* [Work instruction 1]
Answer these questions using the text on care complaints and powers of attorney.
(a) When care is council commissioned, who is primarily liable for sorting out complaints of inadequacy, and with whom should the complaints first be raised?
(b) What three actions has the LGO been seen to take?
(c) What is a health and welfare power of attorney not a power to do?
* [Work instruction 2] Proceed with the text on care complaints and powers of attorney, beginning right after its last sentence.

* [Source document]

=== Begin Enclosure ===

When a Council commissions another organisation to provide services on its behalf, it remains responsible for those services and for the actions of the organisation providing them. A Care Home can be well within its rights to terminate a contract, but only in a way consistent with the terms of that contract. All providers to publicly funded clientele in the social care world owe human rights, directly, to the customers, under the Care Act (as do providers to CCGs for continuing NHS health care, but not under the Care Act; simply through the NHS Act, as delegates of the NHS’s own provision functions).

If the person spends their own money, or has a council funded direct payment instead of a care package of services, the system is that they’re contracting privately with a provider, and are responsible for sorting out their own issues with less than expected standards of service. But in either case they can go to the Ombudsman about a complaint, if it is not properly dealt with to a person’s satisfaction.

Generally, if the care is council commissioned, the council is primarily liable for sorting out complaints of inadequacy, after one has raised them with the provider, informally; if the council doesn’t do a good job there, one can take it further to the Ombudsman later.

Reports make it clear that issues are not always just the fault of the provider. The LGO has found the Council at fault in cases concerning providers who provide inadequate care, where often the care does not match up with the care outlined in a person’s care plan but nobody spots that; or the plan doesn’t match the assessment in the first place; or where the care provider terminates a person’s contract without sufficient notice but the council does nothing about that; or where providers fail to provide an adequate response to concerns or complaints and the council does nothing about that either; or the provider fails to investigate safeguarding concerns sufficiently and the council does nothing about that, despite being responsible for a proper s42 enquiry; or they charge incorrectly, raising issues surrounding contracts between service users and providers, and who is whose customer, at the relevant point in time.

The LGO has been seen to refer care homes to the CQC, recommend compensation in cases that involve harm/potential harm, and often provides recommendations for Councils and providers to improve their practice.

Power of Attorney

When someone makes (grants) a power of attorney, they act with capacity to appoint someone else to act on their behalf within a particular scope of tasks and decision.  A power of attorney gives the attorney the legal authority to deal with third parties such as the local council, and share information related to tasks within the person’s grant of authority. Some types of power of attorney also give the attorney the legal power to make a decision on behalf of someone else such as where they should be taken to live or whether they should see a doctor or accept medication (health and welfare).

When someone has an attorney or deputy managing their finances, that person is the commissioner, the purchaser, the contractor for the care being delivered – unless the attorney has triggered the needy person’s rights under the Care Act to have their needs met, in which case the attorney or deputy is just paying the charges rendered by the council – and then the council is once again the commissioner.

A power of attorney about health and welfare can give someone authority to deal with and refuse consent to things like one’s day-to-day care, your healthcare treatment etc. But it is not a power to demand things that the individual themselves would not be able to enforce.

=== End Enclosure ===

Records from a dataset:
=== Begin Enclosure ===

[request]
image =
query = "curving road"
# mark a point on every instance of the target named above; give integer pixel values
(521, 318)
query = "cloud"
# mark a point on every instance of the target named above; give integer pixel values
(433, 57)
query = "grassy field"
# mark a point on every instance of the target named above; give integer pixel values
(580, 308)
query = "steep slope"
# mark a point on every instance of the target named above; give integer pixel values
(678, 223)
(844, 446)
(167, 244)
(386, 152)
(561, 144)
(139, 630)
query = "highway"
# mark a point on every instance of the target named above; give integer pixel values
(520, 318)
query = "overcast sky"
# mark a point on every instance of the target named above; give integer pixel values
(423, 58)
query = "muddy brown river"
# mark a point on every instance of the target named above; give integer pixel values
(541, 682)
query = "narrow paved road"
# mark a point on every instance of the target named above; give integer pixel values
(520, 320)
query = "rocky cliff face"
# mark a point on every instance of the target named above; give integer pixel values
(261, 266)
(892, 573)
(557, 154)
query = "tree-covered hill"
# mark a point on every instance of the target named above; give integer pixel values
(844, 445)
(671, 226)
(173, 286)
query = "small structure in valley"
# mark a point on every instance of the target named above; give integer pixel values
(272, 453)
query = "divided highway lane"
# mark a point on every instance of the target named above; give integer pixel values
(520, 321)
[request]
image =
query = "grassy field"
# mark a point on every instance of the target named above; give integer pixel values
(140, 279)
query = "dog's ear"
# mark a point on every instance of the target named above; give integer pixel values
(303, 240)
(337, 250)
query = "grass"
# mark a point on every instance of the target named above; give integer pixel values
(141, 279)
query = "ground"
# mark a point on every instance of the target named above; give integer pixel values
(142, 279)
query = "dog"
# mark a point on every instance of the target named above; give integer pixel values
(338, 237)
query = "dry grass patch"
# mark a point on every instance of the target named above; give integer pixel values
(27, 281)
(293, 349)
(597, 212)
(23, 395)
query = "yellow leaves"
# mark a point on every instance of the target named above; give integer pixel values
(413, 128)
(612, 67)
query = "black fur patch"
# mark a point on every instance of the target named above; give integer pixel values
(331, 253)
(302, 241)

=== End Enclosure ===

* [Written answer 1]
(a) The council is primarily liable, after the complaints have first been raised informally with the provider.
(b) The LGO has referred care homes to the CQC, recommended compensation in cases involving harm or potential harm, and often given recommendations for Councils and providers to improve their practice.
(c) It is not a power to demand things that the individual would not be able to enforce.

* [Written answer 2]
Once a person has lost their mental capacity, it’s no longer possible to grant a power of attorney; a deputy must be appointed by the Court of Protection.

In relation to both types of decision-making, it is possible to apply to the Court of Protection for a decision to be made on a particular matter, by the Court, or if there is a continuing need they can appoint a deputy instead. So for instance, a tenancy CAN be signed by the attorney for finance, but whether it should or not in light of the overall assets available to the person might be a matter that comes before a Court; the court can order that a document can be signed by an authorised named person, giving substitute consent for the person lacking in capacity. But a deputy is usually needed to continue to ensure that the other tenants’ obligations beyond rent payment, are abided by (for instance, repairing damaged fixtures).

Councils don’t take on powers of attorney for members of the public. They will take on the role of appointee, if they think it’s necessary and not inappropriate, and councils’ officers such as Heads of Service or Client Affairs can be appointed as a deputy (as we see in one of the reports). The LGO highlights that good administration and practice is expected, citing OPG guidance but does not give a view on obvious conflicts of interest arising over charges or failure to checklist for CHC.

Not at fault

Councils are normally found not to be at fault if the LGO finds that the Council demonstrated it considered all the information sufficiently, stuck to its own policies and procedures, and did so in line with what is generally believed to be the current state of the law regarding its statutory duty.

If a decision is so irrational as to have been able to have emerged ONLY through a flawed approach, then even if there is no fault in the process, the LGO will often find fault simply based on the absence of any coherent reasoning. Likewise if an outcome turns on a decision as to the meaning of a word in legislation that is clearly contrary to existing case law on that wording, the LGO will often find that it was not open to the council to reach that opposite conclusion.

The LGO has to decide that there is fault in the way the assessment was carried out, rather than the outcome of the assessment or care planning or review process. Sometimes the Council offers to carry out another assessment; if a Council shows willingness to consider the impact its decisions have had on family members and the affected person, the LGO may be satisfied with the Council’s approach in such cases. These cases highlight that the LGO does not often interfere with day to day decisions so long as the correct procedures are followed.

It should be quite easy to be found not at fault by just being reasonably well informed about the legal framework and following statutory guidance; but it is common that even that is beyond councils, these days.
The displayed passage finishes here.